EXCERPTED TEXT:

::::::::::

Glucose metabolism after renal transplantation

Abstract

Objective: We determined prevalence, risk factors, phenotype, and pathophysiological mechanism of new-onset diabetes after transplantation (NODAT) to generate strategies for optimal pharmacological management of hyperglycemia in NODAT patients.

Research design and methods: Retrospective cohort study comparing demographics, laboratory data, and oral glucose tolerance test (OGTT)-derived metabolic parameters from kidney transplant recipients versus subjects not receiving transplants.

::::::::::

PROBLEM DETAILS:
Answer these questions from the abstract above:
1. What does the abbreviation NODAT stand for?
2. What kind of study does the abstract describe?
3. Which test supplied the metabolic parameters that were compared?

::::::::::

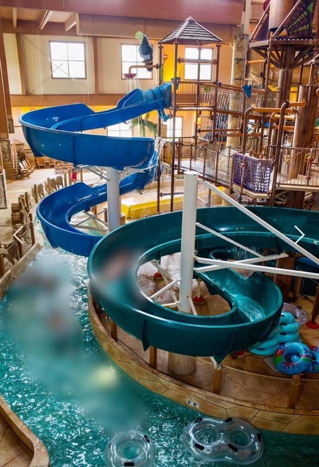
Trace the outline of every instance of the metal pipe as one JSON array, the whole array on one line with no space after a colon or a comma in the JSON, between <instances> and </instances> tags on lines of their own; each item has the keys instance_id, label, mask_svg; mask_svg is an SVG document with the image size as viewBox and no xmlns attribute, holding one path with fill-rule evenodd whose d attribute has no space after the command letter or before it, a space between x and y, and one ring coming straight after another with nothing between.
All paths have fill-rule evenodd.
<instances>
[{"instance_id":1,"label":"metal pipe","mask_svg":"<svg viewBox=\"0 0 319 467\"><path fill-rule=\"evenodd\" d=\"M283 27L286 24L286 22L288 21L290 19L293 14L294 14L295 11L296 10L296 9L297 9L297 8L298 7L300 3L302 2L302 1L303 1L303 0L298 0L296 4L294 5L294 7L292 8L292 9L291 9L289 11L289 12L288 13L286 17L285 18L284 20L282 21L282 23L280 24L280 25L278 26L278 28L277 28L275 32L274 33L273 35L273 37L272 37L273 39L275 39L278 36L278 35L281 32L281 30L282 29Z\"/></svg>"},{"instance_id":2,"label":"metal pipe","mask_svg":"<svg viewBox=\"0 0 319 467\"><path fill-rule=\"evenodd\" d=\"M276 184L277 182L277 174L280 163L281 140L284 132L284 126L285 123L285 111L289 106L289 102L285 100L283 102L280 112L280 118L279 122L279 128L277 131L277 140L276 142L276 150L275 152L275 164L274 165L274 172L273 176L273 183L271 188L271 195L270 198L270 205L273 205L275 202L276 195Z\"/></svg>"},{"instance_id":3,"label":"metal pipe","mask_svg":"<svg viewBox=\"0 0 319 467\"><path fill-rule=\"evenodd\" d=\"M145 63L145 65L131 65L129 67L129 73L132 73L132 70L138 68L156 68L158 69L160 68L160 65L158 63L156 65L148 65L147 63Z\"/></svg>"},{"instance_id":4,"label":"metal pipe","mask_svg":"<svg viewBox=\"0 0 319 467\"><path fill-rule=\"evenodd\" d=\"M248 119L252 108L252 107L250 107L247 109L245 112L245 117L244 117L244 136L243 137L243 153L244 154L245 154L246 152L246 146L247 143L247 126L248 125Z\"/></svg>"},{"instance_id":5,"label":"metal pipe","mask_svg":"<svg viewBox=\"0 0 319 467\"><path fill-rule=\"evenodd\" d=\"M170 211L174 210L174 172L175 168L175 130L176 128L176 80L177 77L177 53L178 51L178 42L175 39L175 53L174 55L174 86L173 87L173 96L172 102L172 110L173 114L172 133L173 136L171 141L171 161L170 163Z\"/></svg>"},{"instance_id":6,"label":"metal pipe","mask_svg":"<svg viewBox=\"0 0 319 467\"><path fill-rule=\"evenodd\" d=\"M177 61L179 63L198 63L198 64L204 65L216 65L217 62L215 58L212 60L209 60L205 58L181 58L178 57Z\"/></svg>"},{"instance_id":7,"label":"metal pipe","mask_svg":"<svg viewBox=\"0 0 319 467\"><path fill-rule=\"evenodd\" d=\"M247 65L251 65L253 63L265 63L267 61L267 58L264 58L263 60L246 60L246 62Z\"/></svg>"},{"instance_id":8,"label":"metal pipe","mask_svg":"<svg viewBox=\"0 0 319 467\"><path fill-rule=\"evenodd\" d=\"M214 108L213 109L213 127L212 131L212 140L215 141L215 133L216 132L216 114L217 113L217 91L218 89L218 75L219 73L219 56L220 54L221 45L217 44L216 46L217 51L217 56L216 58L217 64L216 65L216 72L215 74L215 94L214 95Z\"/></svg>"}]
</instances>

::::::::::

ANSWER FOR THE TASK:
1. New-onset diabetes after transplantation
2. A retrospective cohort study
3. The oral glucose tolerance test (OGTT)